▼▼▼

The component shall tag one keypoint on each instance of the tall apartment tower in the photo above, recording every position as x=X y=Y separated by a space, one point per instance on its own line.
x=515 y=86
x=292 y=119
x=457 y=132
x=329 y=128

▲▲▲

Extract the full set of entries word for word.

The component shall tag one keypoint on each instance of the tall apartment tower in the photo above, recording every position as x=X y=Y separated by a space, one point per instance on its own line.
x=515 y=86
x=292 y=119
x=457 y=132
x=329 y=128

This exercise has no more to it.